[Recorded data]
********
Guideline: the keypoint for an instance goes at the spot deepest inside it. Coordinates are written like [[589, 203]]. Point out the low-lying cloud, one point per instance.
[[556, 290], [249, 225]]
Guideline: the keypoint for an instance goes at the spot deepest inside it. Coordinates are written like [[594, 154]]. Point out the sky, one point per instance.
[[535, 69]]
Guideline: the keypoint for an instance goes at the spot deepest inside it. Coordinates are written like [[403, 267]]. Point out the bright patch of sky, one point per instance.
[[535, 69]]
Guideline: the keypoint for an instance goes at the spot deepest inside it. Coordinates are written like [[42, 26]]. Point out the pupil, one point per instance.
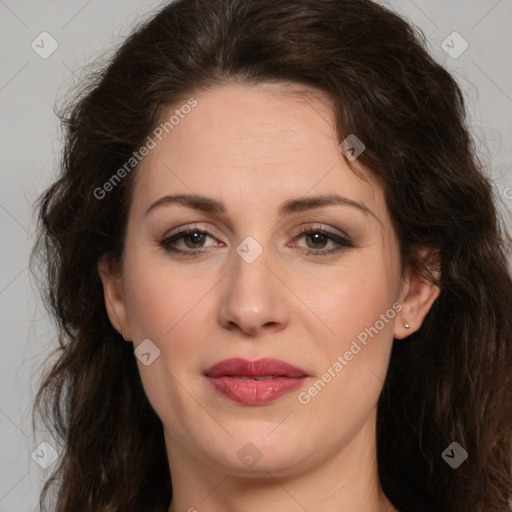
[[319, 238], [196, 238]]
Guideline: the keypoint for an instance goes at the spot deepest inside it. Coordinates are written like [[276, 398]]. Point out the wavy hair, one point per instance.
[[449, 381]]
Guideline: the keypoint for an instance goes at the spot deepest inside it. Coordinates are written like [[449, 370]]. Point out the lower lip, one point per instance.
[[255, 392]]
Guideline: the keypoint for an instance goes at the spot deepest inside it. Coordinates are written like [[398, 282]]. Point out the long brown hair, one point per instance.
[[451, 381]]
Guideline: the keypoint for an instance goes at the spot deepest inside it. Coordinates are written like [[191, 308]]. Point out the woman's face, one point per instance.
[[256, 167]]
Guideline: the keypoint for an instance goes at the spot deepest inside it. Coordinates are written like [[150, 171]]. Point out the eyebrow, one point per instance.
[[210, 205]]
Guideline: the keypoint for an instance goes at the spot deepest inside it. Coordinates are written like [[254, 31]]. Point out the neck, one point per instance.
[[343, 480]]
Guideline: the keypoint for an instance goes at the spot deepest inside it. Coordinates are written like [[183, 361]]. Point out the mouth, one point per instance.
[[257, 382]]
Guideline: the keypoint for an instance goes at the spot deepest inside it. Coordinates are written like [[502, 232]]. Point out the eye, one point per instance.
[[192, 241], [193, 238], [317, 239]]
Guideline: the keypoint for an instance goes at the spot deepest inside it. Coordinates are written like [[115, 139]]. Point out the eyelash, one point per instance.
[[341, 241]]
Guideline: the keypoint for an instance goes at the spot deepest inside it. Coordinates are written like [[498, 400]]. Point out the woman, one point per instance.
[[276, 205]]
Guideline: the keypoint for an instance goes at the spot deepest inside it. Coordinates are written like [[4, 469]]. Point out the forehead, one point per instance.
[[262, 141]]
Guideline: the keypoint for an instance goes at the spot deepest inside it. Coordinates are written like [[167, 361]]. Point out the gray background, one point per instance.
[[29, 89]]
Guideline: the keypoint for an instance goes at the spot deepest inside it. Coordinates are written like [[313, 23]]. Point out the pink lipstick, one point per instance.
[[256, 382]]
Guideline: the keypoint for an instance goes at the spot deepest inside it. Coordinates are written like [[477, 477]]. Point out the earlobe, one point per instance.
[[111, 279], [418, 296]]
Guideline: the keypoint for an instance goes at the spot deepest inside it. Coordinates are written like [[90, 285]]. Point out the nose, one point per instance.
[[254, 299]]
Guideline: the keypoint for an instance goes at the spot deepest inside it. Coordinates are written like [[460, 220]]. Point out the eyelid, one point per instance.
[[341, 241]]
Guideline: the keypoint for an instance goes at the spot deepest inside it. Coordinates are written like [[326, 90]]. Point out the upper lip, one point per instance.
[[257, 368]]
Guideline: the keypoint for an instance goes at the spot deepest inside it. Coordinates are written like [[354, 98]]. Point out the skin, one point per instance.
[[254, 147]]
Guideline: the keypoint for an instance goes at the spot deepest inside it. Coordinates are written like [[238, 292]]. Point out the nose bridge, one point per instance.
[[252, 298]]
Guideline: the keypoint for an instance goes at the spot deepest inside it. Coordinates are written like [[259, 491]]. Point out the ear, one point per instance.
[[417, 296], [112, 280]]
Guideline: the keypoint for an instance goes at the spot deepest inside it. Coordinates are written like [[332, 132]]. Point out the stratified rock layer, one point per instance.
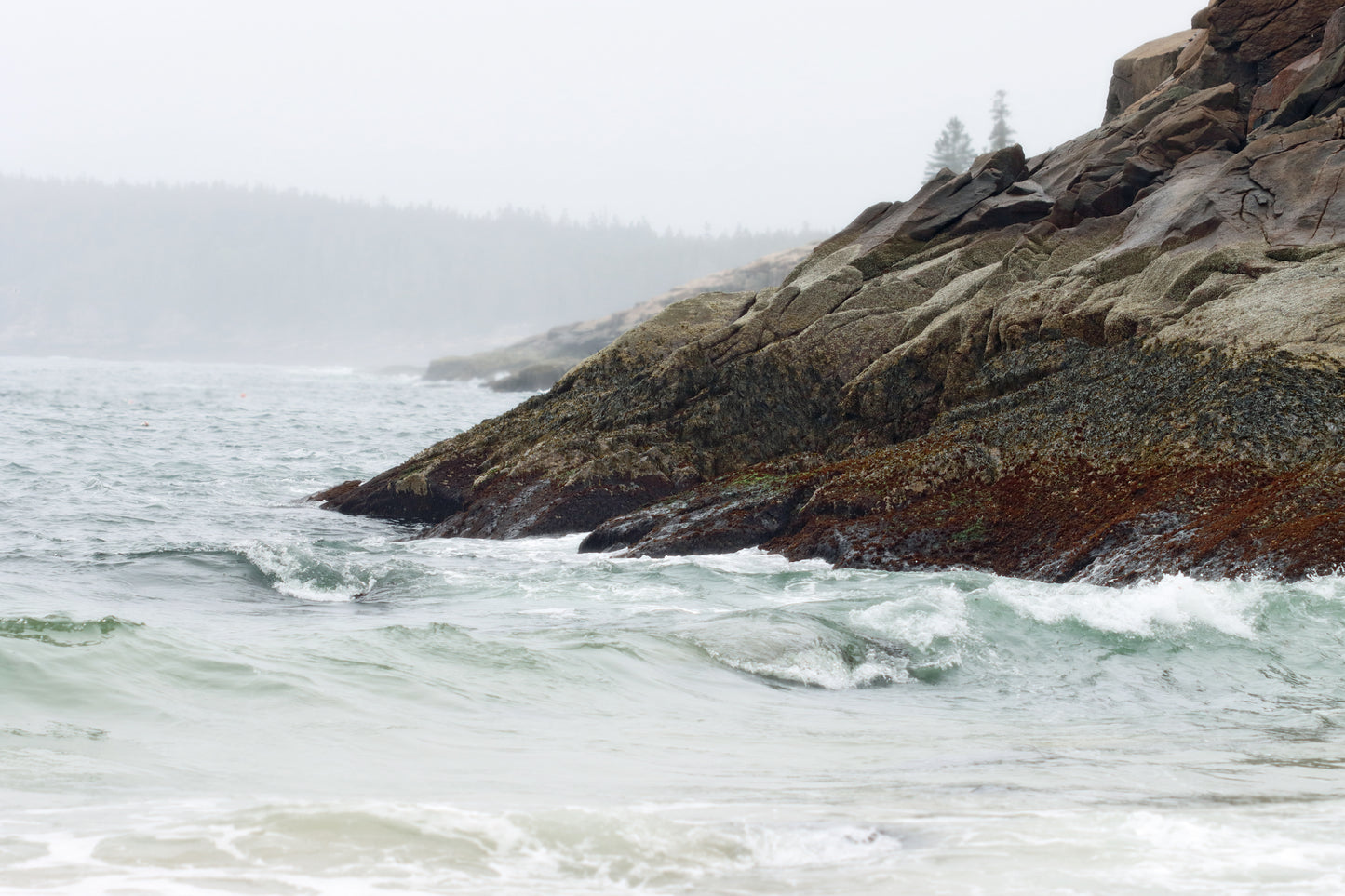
[[1118, 359]]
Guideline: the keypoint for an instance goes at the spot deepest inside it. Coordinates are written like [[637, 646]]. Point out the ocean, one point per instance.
[[210, 687]]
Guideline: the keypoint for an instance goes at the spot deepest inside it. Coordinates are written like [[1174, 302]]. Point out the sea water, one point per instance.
[[210, 687]]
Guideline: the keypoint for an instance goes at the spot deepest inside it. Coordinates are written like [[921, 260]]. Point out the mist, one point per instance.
[[775, 120]]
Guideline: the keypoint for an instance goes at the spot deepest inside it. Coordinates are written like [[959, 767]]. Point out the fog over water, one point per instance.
[[721, 114]]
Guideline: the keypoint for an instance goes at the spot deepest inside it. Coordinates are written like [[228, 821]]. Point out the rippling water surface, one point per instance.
[[210, 687]]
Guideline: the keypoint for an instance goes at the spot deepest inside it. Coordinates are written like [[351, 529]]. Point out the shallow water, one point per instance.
[[211, 687]]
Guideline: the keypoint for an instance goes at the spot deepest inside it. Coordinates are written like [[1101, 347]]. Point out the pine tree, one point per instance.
[[952, 150], [1001, 135]]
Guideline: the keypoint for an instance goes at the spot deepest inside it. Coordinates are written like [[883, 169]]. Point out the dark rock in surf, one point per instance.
[[1117, 359]]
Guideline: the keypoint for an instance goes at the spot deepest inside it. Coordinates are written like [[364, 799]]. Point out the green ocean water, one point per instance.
[[208, 687]]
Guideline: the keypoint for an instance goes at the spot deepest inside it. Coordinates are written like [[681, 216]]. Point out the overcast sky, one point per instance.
[[700, 112]]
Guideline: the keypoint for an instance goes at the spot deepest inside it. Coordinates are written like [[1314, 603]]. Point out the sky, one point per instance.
[[692, 114]]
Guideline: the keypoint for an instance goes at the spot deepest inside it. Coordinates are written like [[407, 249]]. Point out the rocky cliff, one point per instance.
[[538, 361], [1115, 359]]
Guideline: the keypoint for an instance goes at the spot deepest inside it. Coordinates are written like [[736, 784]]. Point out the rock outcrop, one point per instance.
[[540, 361], [1117, 359]]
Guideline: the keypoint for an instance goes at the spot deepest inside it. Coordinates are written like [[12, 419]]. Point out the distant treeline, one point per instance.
[[262, 274]]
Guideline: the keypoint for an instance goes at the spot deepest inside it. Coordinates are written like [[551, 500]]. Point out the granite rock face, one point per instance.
********
■ GOAL OF THE EXERCISE
Update all of the items above so that every occurrence of "instance" becomes "object", leaving everything else unchanged. Omit the pictures from your response.

■ ANSWER FOR THE TASK
Guideline: the keypoint for an object goes at the spot deepest inside it. Coordinates are written like [[589, 203]]. Point out the low-lying cloud, one point per object.
[[556, 290], [249, 225]]
Guideline: the keypoint for an object goes at the spot deepest inside it. Coordinates are written like [[594, 154]]. Point out the sky, one point per object.
[[535, 69]]
Guideline: the keypoint for an object goes at the spot deepest inside it. Coordinates are written like [[403, 267]]. Point out the bright patch of sky, one point per object.
[[535, 69]]
Guideline: the keypoint for an object goes at the spot deepest inside it. Coordinates are written like [[42, 26]]. Point out the pupil, one point per object.
[[319, 238], [196, 238]]
Guideline: the keypoint for an object goes at the spot deepest inside it. Coordinates are written like [[276, 398]]. Point out the wavy hair, one point per object.
[[449, 381]]
Guideline: the keypoint for an object goes at the spot deepest inside it. Coordinates are written like [[449, 370]]. Point out the lower lip, one point per object.
[[255, 392]]
Guideline: the keypoint for an object goes at the spot deepest inside it. Coordinates are written like [[398, 282]]. Point out the long brown hair, one point per object.
[[451, 381]]
Guideline: the keypoint for an object goes at the spot deepest inside it. Coordinates are written like [[191, 308]]. Point out the woman's face, one point per object.
[[256, 167]]
Guideline: the keypoint for an object goes at the spot deepest inside it. Coordinates are written like [[150, 171]]. Point out the eyebrow, one point per object.
[[210, 205]]
Guideline: the keypoint for an object goes at the spot deepest inside it. Coordinates are written like [[254, 31]]. Point out the neck, one point per object.
[[343, 480]]
Guideline: the keypoint for an object goes at the spot deepest inside it. Coordinates are written like [[183, 361]]. Point out the mouth, one point per object.
[[257, 382]]
Guideline: the keypoint for an object goes at the spot deepest inside it. Coordinates are written like [[502, 232]]. Point out the eye, one point per object.
[[192, 241], [193, 238], [317, 239]]
Guideline: the keypoint for an object goes at the spot deepest inside it. Coordinates are written like [[115, 139]]. Point out the eyelash, one point per object.
[[341, 241]]
Guideline: the keypoint for an object goes at the spot deepest inside it. Coordinates are written like [[498, 400]]. Point out the woman, one point per object.
[[276, 205]]
Guideline: the keypoint for an object goes at the spot deepest inside it. Coordinates are written like [[4, 469]]. Point out the forehead, one point per object.
[[262, 141]]
Guideline: the keypoint for an object goes at the spot deepest inside it. Coordinates are written like [[167, 361]]. Point out the gray background, one point per object.
[[29, 89]]
Guideline: the keypoint for an object goes at the spot deepest inside it. Coordinates are written like [[313, 23]]. Point out the pink lipstick, one point per object.
[[256, 382]]
Guideline: the keypoint for an object goes at the spot deepest inside it. Coordinates are written like [[477, 477]]. Point out the earlobe, one point per object.
[[111, 279], [418, 296]]
Guideline: the keypoint for an object goes at the spot deepest inside it. Coordinates are written like [[90, 285]]. Point out the nose, one point per object.
[[254, 299]]
Guideline: the keypoint for an object goes at the spot deepest inside it. Coordinates are written like [[460, 220]]. Point out the eyelid, one point per object.
[[341, 241]]
Guideline: the keypoint for an object goes at the spot deepest inside it. Coordinates are written like [[326, 90]]. Point out the upper lip, one point per object.
[[257, 368]]
Guideline: the keypoint for an object goes at the spot deepest inside it. Coordinates are written like [[354, 98]]. Point out the skin, one point per object.
[[254, 147]]
Guideline: the keypoint for an object goes at the spot deepest inside it. Coordinates are written like [[238, 292]]. Point out the nose bridge, one point per object.
[[252, 298]]
Guideline: the keypoint for an object goes at the spot deepest inside it. Coordinates are written like [[259, 491]]. Point out the ear, one point per object.
[[417, 296], [112, 280]]
Guideline: the keypoint for an object goes at the spot deepest inside it. Coordinates are written like [[332, 132]]. Point out the stratified rock layer, one point per object.
[[1118, 359]]
Guideline: the keypoint for an object goes at the spot deepest inside it. Coordinates are written like [[637, 646]]. Point out the ocean, one point per object.
[[210, 687]]
Guideline: the keypoint for an object goes at the spot deepest inside it. Coordinates are written like [[1174, 302]]. Point out the sea water, one point per object.
[[210, 687]]
Guideline: the keypoint for an object goes at the spot deepest inside it. Coordinates are written like [[921, 260]]. Point out the mist, one point per object.
[[775, 120]]
Guideline: the keypoint for an object goes at the spot deepest inside it. Coordinates are written like [[959, 767]]. Point out the fog over water, one point per object.
[[721, 114]]
Guideline: the keypoint for an object goes at the spot deepest inside it. Coordinates are written like [[228, 821]]. Point out the rippling water surface, one point per object.
[[210, 687]]
Guideline: the keypoint for an object goes at the spot deepest inside it. Coordinates are written like [[351, 529]]. Point out the shallow water, one point per object.
[[211, 687]]
Guideline: the keypoint for an object goes at the spot deepest inside it. Coordinates are written like [[1101, 347]]. Point out the pine tree, one point per object.
[[952, 150], [1001, 135]]
Guideline: the keypoint for an object goes at the spot deepest inside it. Coordinates are written like [[883, 169]]. Point out the dark rock in surf, one point per object.
[[1117, 359]]
Guideline: the keypoint for an object goes at the spot deepest inside it. Coordinates are written like [[364, 799]]. Point out the green ocean water, one point per object.
[[208, 687]]
Guideline: the keypoint for an object goes at the spot deepest inside it. Coordinates are written like [[681, 216]]. Point out the overcast sky, one point per object.
[[700, 112]]
Guideline: the keypoint for an object goes at the spot deepest inside it. Coordinates are written like [[1314, 603]]. Point out the sky, one point per object.
[[692, 114]]
Guideline: the keypoint for an object goes at the spot deepest inside it. Coordinates are written like [[407, 249]]. Point out the rocky cliff, one point per object.
[[538, 361], [1115, 359]]
Guideline: the keypoint for an object goes at the spot deepest inside it. Coordinates are written like [[736, 784]]. Point out the rock outcrop, one point per object.
[[540, 361], [1117, 359]]
Guideline: the keypoint for an object goes at the spot deepest inside it. Coordinates are written like [[12, 419]]. Point out the distant treeline, one point per object.
[[262, 274]]
Guideline: the keypoint for an object goes at the spot deepest inside it. Coordinates are written like [[551, 500]]. Point out the granite rock face, one point per object.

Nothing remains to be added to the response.